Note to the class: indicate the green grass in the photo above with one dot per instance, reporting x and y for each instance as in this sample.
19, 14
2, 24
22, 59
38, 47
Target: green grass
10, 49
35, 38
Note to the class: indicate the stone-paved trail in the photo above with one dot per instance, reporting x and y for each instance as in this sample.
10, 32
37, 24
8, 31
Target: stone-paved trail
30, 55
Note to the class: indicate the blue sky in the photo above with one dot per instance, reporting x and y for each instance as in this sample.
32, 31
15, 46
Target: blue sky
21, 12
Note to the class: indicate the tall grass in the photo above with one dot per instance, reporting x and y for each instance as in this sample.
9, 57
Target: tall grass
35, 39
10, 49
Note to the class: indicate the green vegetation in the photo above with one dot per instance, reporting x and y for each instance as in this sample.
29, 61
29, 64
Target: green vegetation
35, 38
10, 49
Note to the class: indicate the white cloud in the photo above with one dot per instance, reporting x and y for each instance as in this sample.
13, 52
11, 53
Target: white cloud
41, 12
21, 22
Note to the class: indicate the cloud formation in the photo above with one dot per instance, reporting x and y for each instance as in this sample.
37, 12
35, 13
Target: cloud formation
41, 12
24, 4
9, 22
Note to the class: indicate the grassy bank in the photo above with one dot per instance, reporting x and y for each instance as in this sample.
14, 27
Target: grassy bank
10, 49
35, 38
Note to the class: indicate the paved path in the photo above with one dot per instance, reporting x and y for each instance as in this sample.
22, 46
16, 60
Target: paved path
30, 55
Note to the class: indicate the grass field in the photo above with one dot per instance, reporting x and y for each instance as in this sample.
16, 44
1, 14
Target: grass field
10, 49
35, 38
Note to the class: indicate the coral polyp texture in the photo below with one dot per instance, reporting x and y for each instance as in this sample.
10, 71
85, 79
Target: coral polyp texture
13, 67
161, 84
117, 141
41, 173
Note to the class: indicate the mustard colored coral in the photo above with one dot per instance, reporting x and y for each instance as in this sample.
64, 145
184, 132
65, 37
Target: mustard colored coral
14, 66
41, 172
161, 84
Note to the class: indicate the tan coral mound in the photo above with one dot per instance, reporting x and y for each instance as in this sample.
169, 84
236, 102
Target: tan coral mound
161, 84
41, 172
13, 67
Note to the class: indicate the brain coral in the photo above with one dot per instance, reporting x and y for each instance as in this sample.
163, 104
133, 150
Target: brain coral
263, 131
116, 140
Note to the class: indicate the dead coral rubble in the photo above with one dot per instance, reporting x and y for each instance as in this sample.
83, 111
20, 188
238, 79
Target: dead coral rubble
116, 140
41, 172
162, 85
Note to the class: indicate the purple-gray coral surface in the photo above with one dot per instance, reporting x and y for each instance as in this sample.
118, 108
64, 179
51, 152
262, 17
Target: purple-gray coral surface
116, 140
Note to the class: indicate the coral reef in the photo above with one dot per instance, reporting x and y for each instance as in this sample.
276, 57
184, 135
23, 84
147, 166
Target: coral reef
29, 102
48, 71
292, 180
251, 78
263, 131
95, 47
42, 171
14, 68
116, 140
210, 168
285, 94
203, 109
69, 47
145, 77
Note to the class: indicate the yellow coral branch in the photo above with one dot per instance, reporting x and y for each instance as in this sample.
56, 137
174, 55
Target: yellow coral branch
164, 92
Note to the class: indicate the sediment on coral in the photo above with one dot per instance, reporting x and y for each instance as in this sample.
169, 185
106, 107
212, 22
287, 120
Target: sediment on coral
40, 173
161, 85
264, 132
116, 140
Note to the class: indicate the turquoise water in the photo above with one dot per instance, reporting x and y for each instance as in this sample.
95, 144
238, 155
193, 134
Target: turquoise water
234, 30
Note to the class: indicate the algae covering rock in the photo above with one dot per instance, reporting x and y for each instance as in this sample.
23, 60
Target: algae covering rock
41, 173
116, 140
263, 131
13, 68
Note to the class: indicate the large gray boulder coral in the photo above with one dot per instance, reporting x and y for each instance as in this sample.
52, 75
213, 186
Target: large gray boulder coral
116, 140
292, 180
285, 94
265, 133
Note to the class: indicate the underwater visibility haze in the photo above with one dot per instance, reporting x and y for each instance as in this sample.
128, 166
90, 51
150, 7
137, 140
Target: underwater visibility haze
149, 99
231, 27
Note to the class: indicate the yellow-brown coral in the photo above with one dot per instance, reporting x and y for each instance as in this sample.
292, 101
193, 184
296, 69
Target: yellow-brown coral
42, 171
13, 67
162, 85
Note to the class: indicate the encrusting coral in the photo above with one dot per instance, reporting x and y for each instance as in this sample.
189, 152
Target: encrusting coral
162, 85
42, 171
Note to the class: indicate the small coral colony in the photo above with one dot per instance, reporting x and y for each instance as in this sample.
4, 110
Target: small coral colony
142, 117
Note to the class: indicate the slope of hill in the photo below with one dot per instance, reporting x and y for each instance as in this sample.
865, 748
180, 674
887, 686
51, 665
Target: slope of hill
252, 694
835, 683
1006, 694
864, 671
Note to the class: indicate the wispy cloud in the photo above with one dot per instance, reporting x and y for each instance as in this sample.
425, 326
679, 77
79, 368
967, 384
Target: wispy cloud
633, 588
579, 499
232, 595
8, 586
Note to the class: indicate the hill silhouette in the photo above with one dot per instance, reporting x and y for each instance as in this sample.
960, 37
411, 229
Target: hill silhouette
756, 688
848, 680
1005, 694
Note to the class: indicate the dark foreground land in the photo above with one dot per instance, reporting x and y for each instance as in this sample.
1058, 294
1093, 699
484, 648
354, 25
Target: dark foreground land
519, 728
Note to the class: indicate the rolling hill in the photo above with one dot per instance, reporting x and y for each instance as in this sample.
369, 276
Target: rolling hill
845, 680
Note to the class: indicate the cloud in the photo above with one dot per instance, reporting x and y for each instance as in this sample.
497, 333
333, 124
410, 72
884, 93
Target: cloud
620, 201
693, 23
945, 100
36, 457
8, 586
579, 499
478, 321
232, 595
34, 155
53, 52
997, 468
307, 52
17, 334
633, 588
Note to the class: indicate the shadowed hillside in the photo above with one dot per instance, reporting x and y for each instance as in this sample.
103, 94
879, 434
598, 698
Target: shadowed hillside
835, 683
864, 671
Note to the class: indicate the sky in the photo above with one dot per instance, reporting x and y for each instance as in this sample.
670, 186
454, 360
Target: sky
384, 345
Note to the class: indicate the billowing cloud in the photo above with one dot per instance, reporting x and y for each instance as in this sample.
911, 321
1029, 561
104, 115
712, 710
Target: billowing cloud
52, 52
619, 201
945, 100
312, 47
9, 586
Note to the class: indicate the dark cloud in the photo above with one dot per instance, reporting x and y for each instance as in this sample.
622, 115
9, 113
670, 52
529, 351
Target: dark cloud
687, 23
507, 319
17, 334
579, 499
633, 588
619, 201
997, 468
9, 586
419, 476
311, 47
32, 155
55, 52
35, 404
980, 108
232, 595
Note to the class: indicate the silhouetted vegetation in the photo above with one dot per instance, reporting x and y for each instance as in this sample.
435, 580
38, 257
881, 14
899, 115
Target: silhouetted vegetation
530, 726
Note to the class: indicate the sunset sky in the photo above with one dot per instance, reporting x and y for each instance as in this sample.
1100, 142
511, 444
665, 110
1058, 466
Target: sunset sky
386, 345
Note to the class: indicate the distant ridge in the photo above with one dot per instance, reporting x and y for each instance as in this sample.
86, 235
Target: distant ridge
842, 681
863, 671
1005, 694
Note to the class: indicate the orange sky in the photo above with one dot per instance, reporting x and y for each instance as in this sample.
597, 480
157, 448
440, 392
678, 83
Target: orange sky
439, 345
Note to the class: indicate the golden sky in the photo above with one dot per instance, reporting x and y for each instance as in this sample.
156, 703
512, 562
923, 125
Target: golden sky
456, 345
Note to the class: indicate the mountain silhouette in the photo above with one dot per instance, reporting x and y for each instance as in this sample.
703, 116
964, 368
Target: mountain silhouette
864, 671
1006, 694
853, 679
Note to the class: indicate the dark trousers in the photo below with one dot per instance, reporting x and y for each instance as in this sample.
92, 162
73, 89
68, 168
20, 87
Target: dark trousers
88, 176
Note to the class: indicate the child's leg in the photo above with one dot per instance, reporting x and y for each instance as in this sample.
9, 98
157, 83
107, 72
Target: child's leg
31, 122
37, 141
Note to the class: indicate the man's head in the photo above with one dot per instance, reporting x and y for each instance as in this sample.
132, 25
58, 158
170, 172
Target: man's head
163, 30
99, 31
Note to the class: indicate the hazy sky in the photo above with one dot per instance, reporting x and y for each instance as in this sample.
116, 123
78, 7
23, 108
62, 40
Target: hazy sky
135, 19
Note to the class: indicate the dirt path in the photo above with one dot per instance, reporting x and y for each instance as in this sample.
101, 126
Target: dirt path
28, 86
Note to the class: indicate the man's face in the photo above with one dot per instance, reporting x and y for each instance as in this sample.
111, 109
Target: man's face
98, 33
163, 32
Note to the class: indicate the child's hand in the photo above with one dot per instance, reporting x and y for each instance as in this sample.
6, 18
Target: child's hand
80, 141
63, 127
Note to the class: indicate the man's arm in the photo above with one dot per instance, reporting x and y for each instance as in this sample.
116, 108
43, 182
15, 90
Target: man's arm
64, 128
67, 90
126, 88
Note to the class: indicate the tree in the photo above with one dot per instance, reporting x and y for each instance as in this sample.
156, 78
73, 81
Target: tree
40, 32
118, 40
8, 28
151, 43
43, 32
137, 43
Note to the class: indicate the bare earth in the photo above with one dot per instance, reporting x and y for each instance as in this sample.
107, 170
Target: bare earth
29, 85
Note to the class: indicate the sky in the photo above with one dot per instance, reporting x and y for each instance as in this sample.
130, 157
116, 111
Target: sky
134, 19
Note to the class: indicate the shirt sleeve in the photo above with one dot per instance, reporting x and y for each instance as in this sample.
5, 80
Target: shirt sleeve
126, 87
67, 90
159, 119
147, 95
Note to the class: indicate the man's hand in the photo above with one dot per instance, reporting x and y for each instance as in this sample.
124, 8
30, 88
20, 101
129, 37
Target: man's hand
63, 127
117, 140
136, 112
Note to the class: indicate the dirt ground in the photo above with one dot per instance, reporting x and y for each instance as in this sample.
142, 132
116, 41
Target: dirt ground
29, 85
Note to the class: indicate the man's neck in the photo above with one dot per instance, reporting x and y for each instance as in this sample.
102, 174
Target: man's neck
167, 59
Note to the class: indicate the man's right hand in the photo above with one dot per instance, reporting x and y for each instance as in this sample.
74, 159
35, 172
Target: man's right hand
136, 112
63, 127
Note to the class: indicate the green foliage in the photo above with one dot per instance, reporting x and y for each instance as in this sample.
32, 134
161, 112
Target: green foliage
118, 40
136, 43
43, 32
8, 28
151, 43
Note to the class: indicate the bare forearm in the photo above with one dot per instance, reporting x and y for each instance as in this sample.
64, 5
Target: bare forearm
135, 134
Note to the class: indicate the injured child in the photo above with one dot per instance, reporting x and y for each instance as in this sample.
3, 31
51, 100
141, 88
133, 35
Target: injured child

**********

- **What you should do**: Give back exactly the lines beginning at the one with "Note to the class: indicate the green foliage" and ending at the final line of the material; both boundary lines belong in it.

- **Task output**:
Note to the class: indicate the green foliage in the photo above with one dot per instance, reporting x and y for each instance as in this sample.
32, 134
161, 112
Target: green foliage
118, 40
136, 43
43, 32
8, 28
151, 43
Note to the class: indicate the bare forearm in the photo above with one dot per instance, reporting x and y for each instance as in this sample.
64, 5
Target: bare forearm
135, 134
Note to the class: indicate the injured child in the photo above with one dot per instance, reporting x and y for each instance as in this sample.
3, 31
51, 100
141, 88
133, 35
Target: injured child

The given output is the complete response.